Getting Started with the RTL-SDR

November 30, 2019

The RTL-SDR is a very cheap 25 USD (I got it for 50 SGD, shipping fee included) USB dongle that can be used as a computer based radio scanner for receiving live radio signals in your area. Depending on the particular model it could receive frequencies from 500 kHz up to 1.75 GHz. The dongle I bought from Amazon could receive frequencies from 500 kHz to 1.7 GHz and has up to 3.2 MHz of instantaneous bandwidth (2.4 MHz stable) and HF reception below 24 MHz in direct sampling mode. Most software for the RTL-SDR is also community developed, and provided free of charge. The origins of RTL-SDR stem from mass produced DVB-T TV tuner dongles that were based on the RTL2832U chipset. With the combined efforts of its creators it was found that the raw I/Q data on the RTL2832U chipset could be accessed directly, which allowed the DVB-T TV tuner to be converted into a wideband software defined radio via a custom software driver developed by one of it’s creators.
· · · · · · ·
• **Exercise brief**: Reproduce the RTL-SDR getting-started text in full, word for word.

Shape annotation entries:
· · · · · · ·
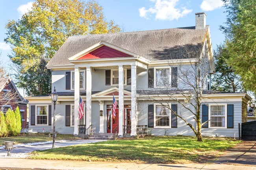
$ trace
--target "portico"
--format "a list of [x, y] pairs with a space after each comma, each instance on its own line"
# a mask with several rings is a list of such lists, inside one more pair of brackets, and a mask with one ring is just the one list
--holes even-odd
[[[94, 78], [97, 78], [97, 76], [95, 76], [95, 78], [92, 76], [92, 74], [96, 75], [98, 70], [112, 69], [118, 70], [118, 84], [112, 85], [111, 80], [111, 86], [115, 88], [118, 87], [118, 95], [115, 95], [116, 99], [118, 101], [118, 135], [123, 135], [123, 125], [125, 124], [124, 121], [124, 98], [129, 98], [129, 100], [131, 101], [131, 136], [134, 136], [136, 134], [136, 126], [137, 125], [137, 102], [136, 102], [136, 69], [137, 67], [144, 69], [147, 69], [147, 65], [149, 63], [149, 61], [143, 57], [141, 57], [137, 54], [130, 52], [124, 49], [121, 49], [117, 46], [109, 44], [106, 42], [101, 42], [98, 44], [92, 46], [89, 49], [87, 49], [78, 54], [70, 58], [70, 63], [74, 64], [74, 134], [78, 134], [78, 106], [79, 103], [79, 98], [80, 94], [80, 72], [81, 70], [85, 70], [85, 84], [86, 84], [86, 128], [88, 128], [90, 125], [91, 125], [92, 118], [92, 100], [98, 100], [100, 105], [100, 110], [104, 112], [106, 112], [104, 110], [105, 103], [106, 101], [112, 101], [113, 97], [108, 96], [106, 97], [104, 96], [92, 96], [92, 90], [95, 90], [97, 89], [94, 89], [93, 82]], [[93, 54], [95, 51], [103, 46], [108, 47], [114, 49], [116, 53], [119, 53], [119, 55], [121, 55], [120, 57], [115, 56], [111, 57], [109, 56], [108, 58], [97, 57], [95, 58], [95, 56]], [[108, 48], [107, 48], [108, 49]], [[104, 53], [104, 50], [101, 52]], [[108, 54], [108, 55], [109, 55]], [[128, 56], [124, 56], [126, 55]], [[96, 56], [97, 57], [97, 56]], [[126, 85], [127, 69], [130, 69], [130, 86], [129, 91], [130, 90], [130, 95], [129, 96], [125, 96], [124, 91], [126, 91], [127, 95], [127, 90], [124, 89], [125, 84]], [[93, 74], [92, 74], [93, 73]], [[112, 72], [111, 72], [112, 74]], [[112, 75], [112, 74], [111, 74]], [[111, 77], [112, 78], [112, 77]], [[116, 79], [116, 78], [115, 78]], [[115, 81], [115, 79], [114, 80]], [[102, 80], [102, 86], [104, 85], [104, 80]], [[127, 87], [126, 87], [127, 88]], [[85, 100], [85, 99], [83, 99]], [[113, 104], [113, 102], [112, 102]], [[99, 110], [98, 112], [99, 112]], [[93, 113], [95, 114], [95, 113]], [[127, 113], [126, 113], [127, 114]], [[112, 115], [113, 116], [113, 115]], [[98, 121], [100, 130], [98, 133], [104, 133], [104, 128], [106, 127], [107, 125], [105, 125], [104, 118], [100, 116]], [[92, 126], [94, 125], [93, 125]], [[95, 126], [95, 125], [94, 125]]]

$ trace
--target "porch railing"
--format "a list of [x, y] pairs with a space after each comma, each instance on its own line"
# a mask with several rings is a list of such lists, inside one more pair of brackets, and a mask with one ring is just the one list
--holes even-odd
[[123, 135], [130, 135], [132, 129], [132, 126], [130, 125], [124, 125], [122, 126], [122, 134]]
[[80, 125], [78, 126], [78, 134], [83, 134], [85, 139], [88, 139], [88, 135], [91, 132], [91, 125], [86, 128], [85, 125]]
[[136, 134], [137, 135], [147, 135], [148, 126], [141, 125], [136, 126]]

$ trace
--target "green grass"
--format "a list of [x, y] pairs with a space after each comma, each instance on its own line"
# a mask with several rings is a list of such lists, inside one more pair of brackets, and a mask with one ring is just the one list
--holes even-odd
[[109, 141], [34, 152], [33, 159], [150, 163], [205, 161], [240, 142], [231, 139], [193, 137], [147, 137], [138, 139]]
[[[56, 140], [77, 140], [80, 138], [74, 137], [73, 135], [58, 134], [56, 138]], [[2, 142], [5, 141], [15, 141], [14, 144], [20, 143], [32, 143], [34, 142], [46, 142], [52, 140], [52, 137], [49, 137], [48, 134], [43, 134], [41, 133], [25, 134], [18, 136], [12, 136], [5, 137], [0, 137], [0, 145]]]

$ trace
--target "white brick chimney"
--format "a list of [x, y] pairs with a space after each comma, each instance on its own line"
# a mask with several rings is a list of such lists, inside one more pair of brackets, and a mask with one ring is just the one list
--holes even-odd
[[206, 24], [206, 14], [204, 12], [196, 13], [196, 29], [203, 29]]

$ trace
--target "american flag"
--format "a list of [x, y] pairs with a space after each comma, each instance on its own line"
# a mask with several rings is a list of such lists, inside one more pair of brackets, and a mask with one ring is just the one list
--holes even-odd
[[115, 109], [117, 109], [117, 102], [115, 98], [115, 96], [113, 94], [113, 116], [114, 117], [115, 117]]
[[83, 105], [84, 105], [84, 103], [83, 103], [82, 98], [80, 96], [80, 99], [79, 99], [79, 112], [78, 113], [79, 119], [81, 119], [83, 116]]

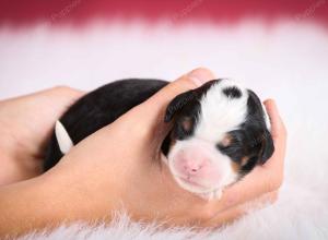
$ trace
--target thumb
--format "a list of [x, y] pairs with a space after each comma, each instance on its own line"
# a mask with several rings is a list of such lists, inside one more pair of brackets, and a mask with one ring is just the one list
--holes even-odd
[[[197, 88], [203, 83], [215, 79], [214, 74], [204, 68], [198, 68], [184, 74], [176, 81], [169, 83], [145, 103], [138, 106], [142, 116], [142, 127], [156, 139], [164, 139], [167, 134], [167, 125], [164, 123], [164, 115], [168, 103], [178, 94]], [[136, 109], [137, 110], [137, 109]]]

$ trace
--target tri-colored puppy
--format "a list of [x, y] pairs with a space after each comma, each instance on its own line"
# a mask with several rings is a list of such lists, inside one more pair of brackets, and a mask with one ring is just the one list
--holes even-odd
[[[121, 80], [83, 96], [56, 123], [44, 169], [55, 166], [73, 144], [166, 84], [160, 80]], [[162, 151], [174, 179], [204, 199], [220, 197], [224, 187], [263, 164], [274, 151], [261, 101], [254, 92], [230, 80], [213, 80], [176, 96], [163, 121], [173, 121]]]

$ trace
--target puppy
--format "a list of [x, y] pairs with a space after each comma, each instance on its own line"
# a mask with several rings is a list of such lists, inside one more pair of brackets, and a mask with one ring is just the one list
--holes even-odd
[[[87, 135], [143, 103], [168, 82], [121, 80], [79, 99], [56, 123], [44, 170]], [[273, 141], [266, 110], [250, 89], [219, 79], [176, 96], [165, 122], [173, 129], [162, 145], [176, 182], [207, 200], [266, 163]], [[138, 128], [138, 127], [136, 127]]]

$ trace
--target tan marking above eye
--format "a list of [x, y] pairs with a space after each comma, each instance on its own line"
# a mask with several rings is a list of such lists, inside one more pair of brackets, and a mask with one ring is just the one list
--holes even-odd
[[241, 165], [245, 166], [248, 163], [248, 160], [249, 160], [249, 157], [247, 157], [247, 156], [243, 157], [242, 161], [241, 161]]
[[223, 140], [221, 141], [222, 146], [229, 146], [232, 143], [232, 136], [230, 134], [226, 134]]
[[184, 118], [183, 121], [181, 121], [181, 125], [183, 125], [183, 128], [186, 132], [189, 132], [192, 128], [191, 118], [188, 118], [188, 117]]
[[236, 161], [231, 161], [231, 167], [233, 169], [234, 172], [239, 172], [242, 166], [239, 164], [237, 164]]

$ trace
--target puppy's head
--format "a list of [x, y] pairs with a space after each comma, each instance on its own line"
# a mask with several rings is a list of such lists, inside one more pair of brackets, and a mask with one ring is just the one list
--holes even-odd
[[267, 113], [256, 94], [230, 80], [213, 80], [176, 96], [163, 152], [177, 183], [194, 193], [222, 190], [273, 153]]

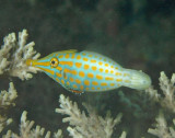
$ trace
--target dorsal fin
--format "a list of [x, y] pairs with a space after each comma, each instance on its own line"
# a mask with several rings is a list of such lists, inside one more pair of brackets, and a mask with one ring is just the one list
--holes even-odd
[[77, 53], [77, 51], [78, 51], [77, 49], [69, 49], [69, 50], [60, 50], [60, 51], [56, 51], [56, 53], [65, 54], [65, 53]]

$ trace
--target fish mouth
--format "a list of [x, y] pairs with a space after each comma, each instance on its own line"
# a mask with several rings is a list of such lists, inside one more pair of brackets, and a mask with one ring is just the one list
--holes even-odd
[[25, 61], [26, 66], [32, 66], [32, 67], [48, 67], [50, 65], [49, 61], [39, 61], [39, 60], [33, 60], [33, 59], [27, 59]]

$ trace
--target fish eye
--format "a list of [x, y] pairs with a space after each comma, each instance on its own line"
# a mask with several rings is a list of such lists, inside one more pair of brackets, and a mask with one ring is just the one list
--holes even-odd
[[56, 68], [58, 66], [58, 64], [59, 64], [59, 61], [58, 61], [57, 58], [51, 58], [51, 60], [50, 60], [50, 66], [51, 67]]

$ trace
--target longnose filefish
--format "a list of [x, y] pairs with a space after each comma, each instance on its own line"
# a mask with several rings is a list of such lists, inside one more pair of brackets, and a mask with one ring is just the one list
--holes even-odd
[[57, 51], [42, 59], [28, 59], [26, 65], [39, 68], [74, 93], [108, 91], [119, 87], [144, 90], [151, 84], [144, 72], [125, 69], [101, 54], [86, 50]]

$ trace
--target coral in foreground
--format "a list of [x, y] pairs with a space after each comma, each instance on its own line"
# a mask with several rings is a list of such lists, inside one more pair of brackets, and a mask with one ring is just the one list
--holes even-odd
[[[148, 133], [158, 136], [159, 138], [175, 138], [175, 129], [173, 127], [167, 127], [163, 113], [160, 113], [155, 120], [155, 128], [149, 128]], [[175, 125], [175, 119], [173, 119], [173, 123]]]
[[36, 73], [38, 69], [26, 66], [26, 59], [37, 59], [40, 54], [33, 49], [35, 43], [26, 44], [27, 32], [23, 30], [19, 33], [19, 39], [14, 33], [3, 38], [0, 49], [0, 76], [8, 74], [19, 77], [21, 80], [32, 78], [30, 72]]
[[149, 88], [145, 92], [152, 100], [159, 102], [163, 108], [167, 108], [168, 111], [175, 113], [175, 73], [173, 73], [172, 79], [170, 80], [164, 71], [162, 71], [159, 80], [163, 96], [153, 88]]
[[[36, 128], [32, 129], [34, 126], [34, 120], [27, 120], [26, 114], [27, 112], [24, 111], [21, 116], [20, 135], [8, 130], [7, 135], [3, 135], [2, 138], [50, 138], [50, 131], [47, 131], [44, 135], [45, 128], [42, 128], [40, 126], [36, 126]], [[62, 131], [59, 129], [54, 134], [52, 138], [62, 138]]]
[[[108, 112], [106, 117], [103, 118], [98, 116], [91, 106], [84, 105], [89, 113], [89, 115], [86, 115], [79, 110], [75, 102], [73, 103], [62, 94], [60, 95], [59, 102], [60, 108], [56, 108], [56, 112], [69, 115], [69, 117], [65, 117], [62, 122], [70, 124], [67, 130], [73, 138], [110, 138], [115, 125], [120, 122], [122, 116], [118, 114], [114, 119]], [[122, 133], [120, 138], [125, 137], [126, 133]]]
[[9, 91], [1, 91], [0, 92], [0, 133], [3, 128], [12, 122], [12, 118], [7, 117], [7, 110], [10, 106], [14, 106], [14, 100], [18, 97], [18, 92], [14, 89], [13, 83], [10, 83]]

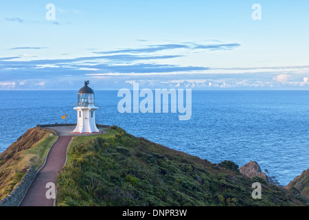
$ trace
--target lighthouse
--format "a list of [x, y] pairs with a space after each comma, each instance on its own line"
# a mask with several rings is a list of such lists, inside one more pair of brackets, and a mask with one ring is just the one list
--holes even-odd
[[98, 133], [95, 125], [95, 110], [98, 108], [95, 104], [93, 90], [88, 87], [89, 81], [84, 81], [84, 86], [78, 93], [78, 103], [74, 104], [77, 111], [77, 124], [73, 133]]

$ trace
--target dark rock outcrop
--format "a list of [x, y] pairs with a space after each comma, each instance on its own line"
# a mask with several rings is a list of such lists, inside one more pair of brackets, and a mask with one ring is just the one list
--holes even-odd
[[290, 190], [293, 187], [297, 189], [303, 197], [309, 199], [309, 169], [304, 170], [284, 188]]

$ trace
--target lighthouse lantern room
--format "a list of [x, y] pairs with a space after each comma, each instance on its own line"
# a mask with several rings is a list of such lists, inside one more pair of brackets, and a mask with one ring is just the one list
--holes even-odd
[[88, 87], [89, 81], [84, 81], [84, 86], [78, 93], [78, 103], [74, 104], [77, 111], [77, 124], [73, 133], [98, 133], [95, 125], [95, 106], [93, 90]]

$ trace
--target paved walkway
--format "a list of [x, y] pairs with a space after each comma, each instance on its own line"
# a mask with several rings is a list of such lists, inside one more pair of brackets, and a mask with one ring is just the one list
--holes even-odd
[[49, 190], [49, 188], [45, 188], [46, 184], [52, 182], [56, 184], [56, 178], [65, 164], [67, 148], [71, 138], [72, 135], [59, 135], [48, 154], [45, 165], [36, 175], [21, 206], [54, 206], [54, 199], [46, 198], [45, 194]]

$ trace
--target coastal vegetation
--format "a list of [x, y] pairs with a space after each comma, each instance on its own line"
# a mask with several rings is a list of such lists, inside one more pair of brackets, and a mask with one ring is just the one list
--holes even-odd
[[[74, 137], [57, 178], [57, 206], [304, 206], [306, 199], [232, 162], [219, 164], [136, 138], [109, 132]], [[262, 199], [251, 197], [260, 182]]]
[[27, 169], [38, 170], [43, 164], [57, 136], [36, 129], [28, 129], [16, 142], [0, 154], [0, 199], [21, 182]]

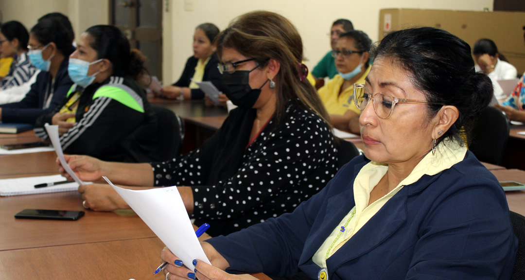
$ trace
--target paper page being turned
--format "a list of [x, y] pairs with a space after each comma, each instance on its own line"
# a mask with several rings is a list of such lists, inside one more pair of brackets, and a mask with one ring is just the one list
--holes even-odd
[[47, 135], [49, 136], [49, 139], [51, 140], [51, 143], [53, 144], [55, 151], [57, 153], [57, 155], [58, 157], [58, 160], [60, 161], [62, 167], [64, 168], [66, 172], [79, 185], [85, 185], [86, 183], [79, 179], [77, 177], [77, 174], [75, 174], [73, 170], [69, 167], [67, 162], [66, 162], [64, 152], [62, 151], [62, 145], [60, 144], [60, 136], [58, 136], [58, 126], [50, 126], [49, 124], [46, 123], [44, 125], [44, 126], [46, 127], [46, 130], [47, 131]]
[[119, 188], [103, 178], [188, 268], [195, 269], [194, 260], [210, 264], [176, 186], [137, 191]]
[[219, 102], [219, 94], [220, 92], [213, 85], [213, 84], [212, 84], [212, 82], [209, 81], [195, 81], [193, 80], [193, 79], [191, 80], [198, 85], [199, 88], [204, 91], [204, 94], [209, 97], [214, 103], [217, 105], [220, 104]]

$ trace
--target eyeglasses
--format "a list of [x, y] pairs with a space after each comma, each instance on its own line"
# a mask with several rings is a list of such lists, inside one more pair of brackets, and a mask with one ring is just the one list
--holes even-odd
· · · · · · ·
• **Result below**:
Getting Started with the RTL-SDR

November 30, 2019

The RTL-SDR is a very cheap 25 USD (I got it for 50 SGD, shipping fee included) USB dongle that can be used as a computer based radio scanner for receiving live radio signals in your area. Depending on the particular model it could receive frequencies from 500 kHz up to 1.75 GHz. The dongle I bought from Amazon could receive frequencies from 500 kHz to 1.7 GHz and has up to 3.2 MHz of instantaneous bandwidth (2.4 MHz stable) and HF reception below 24 MHz in direct sampling mode. Most software for the RTL-SDR is also community developed, and provided free of charge. The origins of RTL-SDR stem from mass produced DVB-T TV tuner dongles that were based on the RTL2832U chipset. With the combined efforts of its creators it was found that the raw I/Q data on the RTL2832U chipset could be accessed directly, which allowed the DVB-T TV tuner to be converted into a wideband software defined radio via a custom software driver developed by one of it’s creators.